## QUOTED PASSAGE
Studio album by 1349
- Released: 18 October 2019
- Genre: Black metal
- Length: 44:02
- Label: Season of Mist
- Producer: Jarrett Pritchard

1349 chronology
| Massive Cauldron of Chaos (2014) | The Infernal Pathway (2019) | The Wolf & the King (2024) |

Singles from The Infernal Pathway
- "Dødskamp" Released: 14 January 2019; "Through Eyes of Stone" Released: 9 July 2019; "Enter Cold Void Dreaming" Released: 31 July 2019; "Striding the Chasm" Released: 3 September 2019;

= The Infernal Pathway =

2019 studio album by 1349

The Infernal Pathway is the seventh studio album by Norwegian black metal band 1349. It was released on 18 October 2019 through Season of Mist.

==Background==
In February 2017, it was announced that 1349 had signed to Season of Mist and were in the process of writing their seventh studio album, which was set to be released in 2019. The first new single from the album, 'Dødskamp' was released digitally on 14 January 2019. The song was part of a compilation album inspired by the work of Norwegian artist Edvard Munch and released on the initiative of the Munch Museum. Guitarist Archaon called Munch one of the most important Norwegian artists, and stated that working on the song was emotionally difficult for the band.

## DO THIS
Copy word for word the part of the article on The Infernal Pathway that runs from "Singles from The" up to and including "Season of Mist.".

## DATASET ENTRIES
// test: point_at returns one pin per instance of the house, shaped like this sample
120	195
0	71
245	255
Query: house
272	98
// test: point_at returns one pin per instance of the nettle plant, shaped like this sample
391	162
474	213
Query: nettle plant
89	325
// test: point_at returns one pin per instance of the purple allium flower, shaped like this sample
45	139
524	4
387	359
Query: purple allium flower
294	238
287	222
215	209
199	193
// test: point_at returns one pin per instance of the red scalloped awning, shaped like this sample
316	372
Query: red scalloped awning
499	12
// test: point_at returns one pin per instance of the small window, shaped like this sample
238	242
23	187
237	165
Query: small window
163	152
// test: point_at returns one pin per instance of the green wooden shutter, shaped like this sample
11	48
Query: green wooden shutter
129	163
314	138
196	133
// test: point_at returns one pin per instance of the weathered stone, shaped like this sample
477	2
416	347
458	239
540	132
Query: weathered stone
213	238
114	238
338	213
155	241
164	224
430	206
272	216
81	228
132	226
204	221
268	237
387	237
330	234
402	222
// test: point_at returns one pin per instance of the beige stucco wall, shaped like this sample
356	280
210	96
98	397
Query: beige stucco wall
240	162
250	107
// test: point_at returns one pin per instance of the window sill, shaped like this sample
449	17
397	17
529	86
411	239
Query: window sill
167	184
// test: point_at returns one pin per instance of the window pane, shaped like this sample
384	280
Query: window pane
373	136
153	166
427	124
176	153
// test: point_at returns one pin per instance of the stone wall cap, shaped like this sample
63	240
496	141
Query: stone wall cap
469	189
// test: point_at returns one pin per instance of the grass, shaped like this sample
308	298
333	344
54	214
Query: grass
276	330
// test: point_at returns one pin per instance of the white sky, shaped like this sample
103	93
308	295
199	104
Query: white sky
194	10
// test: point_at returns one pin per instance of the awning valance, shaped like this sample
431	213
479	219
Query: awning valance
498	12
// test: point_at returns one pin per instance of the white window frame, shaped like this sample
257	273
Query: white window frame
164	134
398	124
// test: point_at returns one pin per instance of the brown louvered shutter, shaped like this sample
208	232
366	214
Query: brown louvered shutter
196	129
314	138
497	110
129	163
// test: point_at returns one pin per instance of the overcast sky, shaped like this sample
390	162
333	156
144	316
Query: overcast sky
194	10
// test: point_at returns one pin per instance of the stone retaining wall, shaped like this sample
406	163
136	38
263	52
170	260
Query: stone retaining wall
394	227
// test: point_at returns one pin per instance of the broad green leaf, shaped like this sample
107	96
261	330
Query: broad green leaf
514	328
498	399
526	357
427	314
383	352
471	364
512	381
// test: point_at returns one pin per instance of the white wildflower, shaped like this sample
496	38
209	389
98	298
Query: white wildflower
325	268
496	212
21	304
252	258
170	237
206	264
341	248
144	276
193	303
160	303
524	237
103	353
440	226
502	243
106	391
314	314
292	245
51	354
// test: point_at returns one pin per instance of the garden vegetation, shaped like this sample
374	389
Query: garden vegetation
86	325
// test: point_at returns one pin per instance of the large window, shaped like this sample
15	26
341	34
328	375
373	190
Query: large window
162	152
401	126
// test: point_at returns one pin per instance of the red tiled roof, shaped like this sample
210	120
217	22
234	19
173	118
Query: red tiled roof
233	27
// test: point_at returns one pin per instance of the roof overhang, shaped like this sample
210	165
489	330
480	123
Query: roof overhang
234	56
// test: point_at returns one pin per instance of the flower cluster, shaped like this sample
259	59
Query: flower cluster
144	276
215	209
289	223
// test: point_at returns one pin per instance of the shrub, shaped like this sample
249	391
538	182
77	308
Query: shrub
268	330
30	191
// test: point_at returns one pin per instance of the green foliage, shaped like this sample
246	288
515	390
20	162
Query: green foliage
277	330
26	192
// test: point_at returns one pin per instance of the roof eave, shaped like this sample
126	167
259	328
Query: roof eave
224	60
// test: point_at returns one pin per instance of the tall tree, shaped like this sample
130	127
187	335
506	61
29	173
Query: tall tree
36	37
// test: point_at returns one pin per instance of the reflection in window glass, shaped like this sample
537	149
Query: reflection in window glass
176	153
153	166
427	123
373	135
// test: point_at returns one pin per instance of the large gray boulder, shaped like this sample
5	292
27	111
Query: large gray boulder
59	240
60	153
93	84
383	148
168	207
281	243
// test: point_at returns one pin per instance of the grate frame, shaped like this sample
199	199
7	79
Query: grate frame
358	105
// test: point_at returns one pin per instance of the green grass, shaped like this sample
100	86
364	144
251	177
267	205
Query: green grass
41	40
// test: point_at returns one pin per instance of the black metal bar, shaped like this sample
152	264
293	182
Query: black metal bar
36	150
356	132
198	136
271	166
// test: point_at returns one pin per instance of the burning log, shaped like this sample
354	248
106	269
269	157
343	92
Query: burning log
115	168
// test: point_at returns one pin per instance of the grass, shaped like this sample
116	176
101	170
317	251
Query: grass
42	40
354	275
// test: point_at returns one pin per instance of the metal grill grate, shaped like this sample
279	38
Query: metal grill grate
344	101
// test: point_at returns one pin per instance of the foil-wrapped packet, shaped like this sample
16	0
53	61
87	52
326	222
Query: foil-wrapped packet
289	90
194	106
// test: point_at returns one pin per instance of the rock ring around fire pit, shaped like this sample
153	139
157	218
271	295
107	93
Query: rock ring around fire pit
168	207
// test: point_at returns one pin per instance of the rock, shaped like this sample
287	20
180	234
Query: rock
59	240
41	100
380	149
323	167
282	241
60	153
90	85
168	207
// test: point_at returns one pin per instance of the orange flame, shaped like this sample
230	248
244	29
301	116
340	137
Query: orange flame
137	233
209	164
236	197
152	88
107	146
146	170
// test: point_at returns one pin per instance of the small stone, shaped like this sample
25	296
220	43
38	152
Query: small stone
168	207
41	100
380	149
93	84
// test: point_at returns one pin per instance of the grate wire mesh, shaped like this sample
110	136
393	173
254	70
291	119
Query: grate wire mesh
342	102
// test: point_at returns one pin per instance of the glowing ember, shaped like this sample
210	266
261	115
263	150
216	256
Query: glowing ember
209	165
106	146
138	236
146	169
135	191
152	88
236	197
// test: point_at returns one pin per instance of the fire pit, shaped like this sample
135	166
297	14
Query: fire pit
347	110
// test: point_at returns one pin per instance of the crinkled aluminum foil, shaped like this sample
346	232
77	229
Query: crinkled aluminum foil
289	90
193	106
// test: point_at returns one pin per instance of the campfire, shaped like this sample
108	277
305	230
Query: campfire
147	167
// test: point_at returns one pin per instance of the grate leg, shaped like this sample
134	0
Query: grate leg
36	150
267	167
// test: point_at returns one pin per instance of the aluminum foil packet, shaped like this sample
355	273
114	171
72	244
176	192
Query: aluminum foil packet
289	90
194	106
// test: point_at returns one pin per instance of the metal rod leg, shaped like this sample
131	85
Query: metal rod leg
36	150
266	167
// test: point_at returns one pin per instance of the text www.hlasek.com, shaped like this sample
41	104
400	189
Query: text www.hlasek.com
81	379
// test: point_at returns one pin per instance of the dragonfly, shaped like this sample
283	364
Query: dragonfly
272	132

## EXPECTED ANSWER
Singles from The Infernal Pathway
- "Dødskamp" Released: 14 January 2019; "Through Eyes of Stone" Released: 9 July 2019; "Enter Cold Void Dreaming" Released: 31 July 2019; "Striding the Chasm" Released: 3 September 2019;

= The Infernal Pathway =

2019 studio album by 1349

The Infernal Pathway is the seventh studio album by Norwegian black metal band 1349. It was released on 18 October 2019 through Season of Mist.